=== TO BE DONE ===
Extract every line of the records below that contains the word "hull", matching its case exactly.

▼

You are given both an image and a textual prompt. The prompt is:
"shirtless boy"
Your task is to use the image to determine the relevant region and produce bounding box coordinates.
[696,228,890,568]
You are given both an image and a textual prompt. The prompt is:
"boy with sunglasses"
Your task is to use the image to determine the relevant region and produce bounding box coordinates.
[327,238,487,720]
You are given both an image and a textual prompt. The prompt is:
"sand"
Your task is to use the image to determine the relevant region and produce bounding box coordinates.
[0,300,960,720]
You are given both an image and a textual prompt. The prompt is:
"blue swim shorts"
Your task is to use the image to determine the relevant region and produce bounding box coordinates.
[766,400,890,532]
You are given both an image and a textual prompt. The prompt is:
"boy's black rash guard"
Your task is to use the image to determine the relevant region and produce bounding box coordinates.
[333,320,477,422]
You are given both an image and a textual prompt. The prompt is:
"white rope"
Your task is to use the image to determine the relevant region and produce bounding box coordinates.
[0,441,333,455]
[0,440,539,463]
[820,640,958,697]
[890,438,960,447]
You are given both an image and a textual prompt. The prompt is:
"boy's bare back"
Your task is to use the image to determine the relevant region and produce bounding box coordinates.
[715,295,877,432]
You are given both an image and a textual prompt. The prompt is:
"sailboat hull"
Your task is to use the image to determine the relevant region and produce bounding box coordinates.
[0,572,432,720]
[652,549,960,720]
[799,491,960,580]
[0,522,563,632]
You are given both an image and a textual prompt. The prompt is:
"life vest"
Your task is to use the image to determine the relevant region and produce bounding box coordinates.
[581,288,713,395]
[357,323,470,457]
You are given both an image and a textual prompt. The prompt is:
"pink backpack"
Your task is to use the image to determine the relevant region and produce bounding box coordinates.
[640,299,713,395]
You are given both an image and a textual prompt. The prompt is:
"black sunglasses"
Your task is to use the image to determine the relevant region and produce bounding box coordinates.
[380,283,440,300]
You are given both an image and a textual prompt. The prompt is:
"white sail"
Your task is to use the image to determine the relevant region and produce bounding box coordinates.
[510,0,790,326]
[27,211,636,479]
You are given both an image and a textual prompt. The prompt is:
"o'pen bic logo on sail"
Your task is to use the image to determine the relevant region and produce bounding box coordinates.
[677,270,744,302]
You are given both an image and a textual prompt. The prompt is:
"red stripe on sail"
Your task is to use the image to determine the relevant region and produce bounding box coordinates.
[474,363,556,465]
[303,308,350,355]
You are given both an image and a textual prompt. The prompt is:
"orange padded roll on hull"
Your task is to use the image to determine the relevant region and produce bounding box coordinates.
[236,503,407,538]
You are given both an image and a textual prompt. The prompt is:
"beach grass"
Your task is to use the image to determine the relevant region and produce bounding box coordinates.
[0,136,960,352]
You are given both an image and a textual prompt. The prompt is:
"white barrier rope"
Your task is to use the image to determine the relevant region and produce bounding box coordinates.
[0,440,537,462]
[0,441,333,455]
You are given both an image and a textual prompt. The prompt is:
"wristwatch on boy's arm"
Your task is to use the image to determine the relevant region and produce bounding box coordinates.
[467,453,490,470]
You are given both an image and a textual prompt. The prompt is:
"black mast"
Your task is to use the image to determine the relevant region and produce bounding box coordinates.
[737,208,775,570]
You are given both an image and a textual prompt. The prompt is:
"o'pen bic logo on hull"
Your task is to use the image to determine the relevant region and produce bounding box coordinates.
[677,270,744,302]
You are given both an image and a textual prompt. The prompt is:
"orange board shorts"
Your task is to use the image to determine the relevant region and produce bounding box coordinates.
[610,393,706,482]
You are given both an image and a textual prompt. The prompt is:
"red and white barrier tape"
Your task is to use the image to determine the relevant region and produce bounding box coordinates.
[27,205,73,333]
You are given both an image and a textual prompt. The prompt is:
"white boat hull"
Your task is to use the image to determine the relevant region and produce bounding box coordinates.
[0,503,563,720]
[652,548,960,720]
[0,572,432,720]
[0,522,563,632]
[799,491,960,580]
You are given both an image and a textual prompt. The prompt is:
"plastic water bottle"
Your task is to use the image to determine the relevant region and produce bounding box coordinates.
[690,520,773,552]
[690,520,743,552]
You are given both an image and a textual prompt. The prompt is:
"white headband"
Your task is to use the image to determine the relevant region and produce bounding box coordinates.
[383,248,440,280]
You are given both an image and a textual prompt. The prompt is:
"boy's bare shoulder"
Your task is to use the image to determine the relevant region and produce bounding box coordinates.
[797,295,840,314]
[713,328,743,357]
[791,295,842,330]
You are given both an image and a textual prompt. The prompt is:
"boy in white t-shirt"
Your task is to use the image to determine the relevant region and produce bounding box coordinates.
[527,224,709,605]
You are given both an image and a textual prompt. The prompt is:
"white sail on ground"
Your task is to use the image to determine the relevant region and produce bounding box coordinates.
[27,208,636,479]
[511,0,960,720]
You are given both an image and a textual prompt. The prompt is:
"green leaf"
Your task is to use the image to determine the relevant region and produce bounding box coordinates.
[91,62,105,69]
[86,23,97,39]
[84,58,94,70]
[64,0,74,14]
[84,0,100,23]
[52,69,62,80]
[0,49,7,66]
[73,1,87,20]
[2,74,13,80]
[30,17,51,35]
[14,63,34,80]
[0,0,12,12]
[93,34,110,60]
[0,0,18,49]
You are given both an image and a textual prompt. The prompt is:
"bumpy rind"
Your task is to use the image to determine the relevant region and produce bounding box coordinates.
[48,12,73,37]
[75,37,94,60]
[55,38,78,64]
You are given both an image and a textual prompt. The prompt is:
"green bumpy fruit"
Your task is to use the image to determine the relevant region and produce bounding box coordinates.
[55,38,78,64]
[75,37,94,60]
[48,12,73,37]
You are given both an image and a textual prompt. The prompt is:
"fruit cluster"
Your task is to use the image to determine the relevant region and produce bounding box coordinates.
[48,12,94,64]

▲

=== TASK RESPONSE ===
"sailboat hull"
"orange padded roll on hull"
"o'pen bic logo on hull"
"white boat hull"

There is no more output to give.